# WHAT TO PRODUCE
Where in the listing does the string "small" appear? Copy every line that holds it.

# MATERIAL FOR THE TASK

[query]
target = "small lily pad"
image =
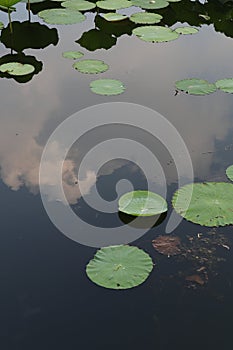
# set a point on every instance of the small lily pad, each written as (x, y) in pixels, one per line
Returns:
(142, 203)
(73, 55)
(16, 68)
(113, 4)
(229, 172)
(113, 16)
(79, 5)
(195, 86)
(155, 34)
(61, 16)
(145, 18)
(210, 204)
(119, 267)
(150, 4)
(225, 85)
(186, 30)
(107, 87)
(91, 66)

# REPLY
target = "small lily pad"
# set a point on every instance of the small lily pad, each written as (x, y) in pixels, one per line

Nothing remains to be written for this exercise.